Your goal: Where the records below reach the line containing "Expected: for every instance of the tree trunk", start transcribing, and end with the line containing "Expected: for every instance of the green foliage", exactly and with nothing else added.

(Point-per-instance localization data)

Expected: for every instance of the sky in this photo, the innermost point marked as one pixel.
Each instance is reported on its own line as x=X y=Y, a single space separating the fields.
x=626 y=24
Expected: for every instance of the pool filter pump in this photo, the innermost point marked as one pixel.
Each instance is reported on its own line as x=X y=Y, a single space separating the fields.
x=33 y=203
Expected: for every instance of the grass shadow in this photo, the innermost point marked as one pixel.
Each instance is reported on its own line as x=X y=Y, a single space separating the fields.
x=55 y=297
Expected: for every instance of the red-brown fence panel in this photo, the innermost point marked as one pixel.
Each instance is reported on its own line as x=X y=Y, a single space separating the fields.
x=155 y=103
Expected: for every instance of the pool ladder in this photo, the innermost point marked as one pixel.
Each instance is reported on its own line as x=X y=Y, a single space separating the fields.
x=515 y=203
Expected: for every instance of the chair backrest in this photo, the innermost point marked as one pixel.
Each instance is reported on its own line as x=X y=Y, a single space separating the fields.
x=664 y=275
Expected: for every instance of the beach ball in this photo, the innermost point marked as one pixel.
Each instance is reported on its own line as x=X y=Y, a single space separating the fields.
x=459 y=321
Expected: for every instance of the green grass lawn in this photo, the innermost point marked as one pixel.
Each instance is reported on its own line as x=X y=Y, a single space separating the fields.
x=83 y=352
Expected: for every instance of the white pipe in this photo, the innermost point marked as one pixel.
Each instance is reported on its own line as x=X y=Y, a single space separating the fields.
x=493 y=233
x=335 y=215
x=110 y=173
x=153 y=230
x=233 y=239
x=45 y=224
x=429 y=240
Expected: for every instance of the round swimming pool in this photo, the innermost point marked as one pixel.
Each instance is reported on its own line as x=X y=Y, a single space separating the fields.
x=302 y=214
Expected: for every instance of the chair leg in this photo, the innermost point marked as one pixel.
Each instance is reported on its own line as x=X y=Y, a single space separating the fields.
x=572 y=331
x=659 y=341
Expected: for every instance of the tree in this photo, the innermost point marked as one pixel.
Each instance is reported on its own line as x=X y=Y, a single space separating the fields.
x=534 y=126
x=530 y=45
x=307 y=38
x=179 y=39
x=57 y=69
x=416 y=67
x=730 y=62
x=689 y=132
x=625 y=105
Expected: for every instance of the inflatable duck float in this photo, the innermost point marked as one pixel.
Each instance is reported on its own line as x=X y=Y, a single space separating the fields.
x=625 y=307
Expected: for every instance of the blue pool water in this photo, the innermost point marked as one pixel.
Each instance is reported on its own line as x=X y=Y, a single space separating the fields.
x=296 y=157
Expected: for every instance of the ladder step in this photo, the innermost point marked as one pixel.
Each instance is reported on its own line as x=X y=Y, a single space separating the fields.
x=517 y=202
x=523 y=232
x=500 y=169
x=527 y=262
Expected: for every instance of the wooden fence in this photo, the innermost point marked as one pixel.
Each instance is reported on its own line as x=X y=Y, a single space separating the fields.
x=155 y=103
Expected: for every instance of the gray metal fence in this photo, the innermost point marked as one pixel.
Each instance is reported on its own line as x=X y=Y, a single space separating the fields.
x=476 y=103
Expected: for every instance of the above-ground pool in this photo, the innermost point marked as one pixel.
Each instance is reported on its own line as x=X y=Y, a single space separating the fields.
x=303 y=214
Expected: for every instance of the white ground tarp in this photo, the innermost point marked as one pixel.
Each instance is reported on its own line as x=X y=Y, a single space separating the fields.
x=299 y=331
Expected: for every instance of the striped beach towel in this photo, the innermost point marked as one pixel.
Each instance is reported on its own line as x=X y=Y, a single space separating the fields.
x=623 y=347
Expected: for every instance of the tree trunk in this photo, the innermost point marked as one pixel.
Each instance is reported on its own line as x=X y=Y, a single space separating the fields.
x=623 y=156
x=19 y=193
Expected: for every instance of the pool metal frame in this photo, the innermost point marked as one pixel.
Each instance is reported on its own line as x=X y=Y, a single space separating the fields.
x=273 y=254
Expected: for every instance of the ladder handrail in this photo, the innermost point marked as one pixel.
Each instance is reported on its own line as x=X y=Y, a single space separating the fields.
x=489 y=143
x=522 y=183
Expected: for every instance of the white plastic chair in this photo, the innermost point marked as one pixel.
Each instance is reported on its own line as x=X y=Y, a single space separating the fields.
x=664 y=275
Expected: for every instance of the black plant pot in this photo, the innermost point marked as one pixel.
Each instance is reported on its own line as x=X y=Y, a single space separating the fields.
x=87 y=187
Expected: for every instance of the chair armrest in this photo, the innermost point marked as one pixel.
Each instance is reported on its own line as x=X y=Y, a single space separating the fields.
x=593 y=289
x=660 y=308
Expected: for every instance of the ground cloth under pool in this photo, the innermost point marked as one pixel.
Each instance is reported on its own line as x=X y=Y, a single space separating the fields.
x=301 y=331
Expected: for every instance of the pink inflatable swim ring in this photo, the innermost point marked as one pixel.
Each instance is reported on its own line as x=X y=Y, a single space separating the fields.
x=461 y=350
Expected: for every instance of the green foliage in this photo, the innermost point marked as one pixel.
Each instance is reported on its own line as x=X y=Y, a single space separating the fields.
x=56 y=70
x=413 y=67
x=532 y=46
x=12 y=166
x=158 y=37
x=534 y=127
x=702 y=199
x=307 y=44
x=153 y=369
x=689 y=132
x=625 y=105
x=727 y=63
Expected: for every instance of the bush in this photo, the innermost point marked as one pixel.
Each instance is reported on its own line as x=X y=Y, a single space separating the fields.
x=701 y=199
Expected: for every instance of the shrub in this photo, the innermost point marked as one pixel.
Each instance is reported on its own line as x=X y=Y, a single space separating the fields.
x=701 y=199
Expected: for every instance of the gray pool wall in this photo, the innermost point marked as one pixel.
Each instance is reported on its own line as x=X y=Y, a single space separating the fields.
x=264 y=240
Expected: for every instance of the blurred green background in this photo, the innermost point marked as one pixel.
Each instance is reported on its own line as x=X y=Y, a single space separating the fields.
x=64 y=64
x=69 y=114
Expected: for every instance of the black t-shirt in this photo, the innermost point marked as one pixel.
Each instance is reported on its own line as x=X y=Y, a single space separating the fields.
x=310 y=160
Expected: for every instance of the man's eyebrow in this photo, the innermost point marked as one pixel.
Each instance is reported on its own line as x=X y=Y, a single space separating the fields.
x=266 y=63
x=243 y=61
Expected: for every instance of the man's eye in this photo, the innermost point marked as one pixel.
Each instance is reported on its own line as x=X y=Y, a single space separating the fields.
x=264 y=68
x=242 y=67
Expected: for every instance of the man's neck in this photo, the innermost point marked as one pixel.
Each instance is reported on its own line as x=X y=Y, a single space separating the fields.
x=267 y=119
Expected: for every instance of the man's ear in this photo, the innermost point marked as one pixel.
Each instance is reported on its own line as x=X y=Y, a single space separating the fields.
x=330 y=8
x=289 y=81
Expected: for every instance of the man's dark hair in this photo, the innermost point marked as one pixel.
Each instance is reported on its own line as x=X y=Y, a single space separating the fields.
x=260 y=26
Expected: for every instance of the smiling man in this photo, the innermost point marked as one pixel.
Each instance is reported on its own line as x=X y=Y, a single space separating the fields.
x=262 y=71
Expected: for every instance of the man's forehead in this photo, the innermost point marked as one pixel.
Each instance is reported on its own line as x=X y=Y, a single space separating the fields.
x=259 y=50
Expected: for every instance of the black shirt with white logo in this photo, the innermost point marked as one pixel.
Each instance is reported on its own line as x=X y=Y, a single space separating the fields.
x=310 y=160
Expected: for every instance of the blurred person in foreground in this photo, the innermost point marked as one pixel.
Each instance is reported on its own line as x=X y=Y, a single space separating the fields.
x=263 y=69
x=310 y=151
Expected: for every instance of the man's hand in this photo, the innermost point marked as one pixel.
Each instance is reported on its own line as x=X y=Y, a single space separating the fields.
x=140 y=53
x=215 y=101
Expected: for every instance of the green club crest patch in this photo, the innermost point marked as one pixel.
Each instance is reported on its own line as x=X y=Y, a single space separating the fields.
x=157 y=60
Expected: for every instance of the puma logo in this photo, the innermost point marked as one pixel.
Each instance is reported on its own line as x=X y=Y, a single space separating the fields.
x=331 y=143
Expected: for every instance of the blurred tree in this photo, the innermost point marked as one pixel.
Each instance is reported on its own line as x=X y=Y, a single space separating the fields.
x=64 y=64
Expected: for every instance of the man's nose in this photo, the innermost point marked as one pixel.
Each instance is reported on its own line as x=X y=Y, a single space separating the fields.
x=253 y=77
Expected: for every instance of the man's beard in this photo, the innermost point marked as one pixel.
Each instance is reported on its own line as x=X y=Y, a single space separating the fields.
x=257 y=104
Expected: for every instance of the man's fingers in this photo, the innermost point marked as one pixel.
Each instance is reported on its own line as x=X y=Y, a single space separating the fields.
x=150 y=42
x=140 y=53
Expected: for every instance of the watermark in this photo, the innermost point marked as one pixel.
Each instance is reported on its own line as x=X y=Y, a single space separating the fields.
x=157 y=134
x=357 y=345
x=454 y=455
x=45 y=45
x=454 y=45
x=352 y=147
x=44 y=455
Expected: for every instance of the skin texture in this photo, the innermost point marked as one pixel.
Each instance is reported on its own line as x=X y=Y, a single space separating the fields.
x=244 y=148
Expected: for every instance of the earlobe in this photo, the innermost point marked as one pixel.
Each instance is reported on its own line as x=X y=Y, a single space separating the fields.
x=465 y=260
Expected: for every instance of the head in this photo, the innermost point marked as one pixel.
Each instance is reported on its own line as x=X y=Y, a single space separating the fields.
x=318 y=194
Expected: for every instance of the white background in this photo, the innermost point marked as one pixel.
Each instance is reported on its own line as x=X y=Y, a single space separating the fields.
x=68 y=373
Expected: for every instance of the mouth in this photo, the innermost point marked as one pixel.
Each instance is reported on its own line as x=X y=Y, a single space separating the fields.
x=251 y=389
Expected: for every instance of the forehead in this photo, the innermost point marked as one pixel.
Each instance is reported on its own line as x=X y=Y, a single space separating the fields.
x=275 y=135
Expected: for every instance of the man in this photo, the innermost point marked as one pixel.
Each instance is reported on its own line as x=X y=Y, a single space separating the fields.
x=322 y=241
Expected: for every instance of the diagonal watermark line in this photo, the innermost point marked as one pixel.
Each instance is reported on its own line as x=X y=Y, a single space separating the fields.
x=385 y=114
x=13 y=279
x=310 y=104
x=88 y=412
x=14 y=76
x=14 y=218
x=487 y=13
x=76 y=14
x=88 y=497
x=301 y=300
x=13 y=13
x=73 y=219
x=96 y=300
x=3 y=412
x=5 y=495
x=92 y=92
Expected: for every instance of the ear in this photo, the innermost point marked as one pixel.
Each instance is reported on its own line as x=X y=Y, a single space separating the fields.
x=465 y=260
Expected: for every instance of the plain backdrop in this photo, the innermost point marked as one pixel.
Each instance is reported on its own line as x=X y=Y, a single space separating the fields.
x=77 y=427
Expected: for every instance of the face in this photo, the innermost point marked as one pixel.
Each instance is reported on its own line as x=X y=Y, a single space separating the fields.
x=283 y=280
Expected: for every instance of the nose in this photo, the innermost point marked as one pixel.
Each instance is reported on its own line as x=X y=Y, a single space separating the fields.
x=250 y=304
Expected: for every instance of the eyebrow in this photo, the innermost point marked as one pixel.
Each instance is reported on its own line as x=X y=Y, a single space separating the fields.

Solution below:
Expected: for every instance of the tree trunk in this photo, the innermost point marked as one pixel.
Each instance is reported on its own line as x=X y=Y, a single space separating the fields.
x=623 y=156
x=19 y=193
Expected: for every instance of the pool metal frame in this photo, the innermost point marked as one pixel.
Each instance is reported on its own line as x=X y=Y, a single space separating the fields.
x=273 y=254
Expected: for every instance of the ladder handrail in this photo, the innermost point marked as one pixel.
Each instance is reported on its own line as x=X y=Y, a single space separating the fields.
x=489 y=143
x=522 y=183
Expected: for every instance of the white plastic chair in this photo, the innermost point marked as one pixel.
Each instance is reported on its own line as x=X y=Y, a single space separating the fields.
x=664 y=275
Expected: for every instance of the black plant pot in this photo, the innermost point marked as one pixel.
Each instance is reported on its own line as x=X y=Y, a single space separating the fields.
x=87 y=187
Expected: for every instance of the chair armrest in this photo, the innermost point marked as one pixel.
Each instance is reported on its own line as x=X y=Y, a single space separating the fields.
x=593 y=289
x=660 y=308
Expected: for every instance of the ground cloth under pool in this photo, the innermost point marked as one pixel.
Each instance is reported on its own line as x=X y=Y, a single space separating the fields.
x=301 y=331
Expected: for every instance of the pink inflatable swim ring in this photo, the innermost point marked as one pixel.
Each instance is reported on its own line as x=X y=Y, a single space separating the fields.
x=461 y=350
Expected: for every instance of the green foliage in this photo, the innermost point marked as one pixel.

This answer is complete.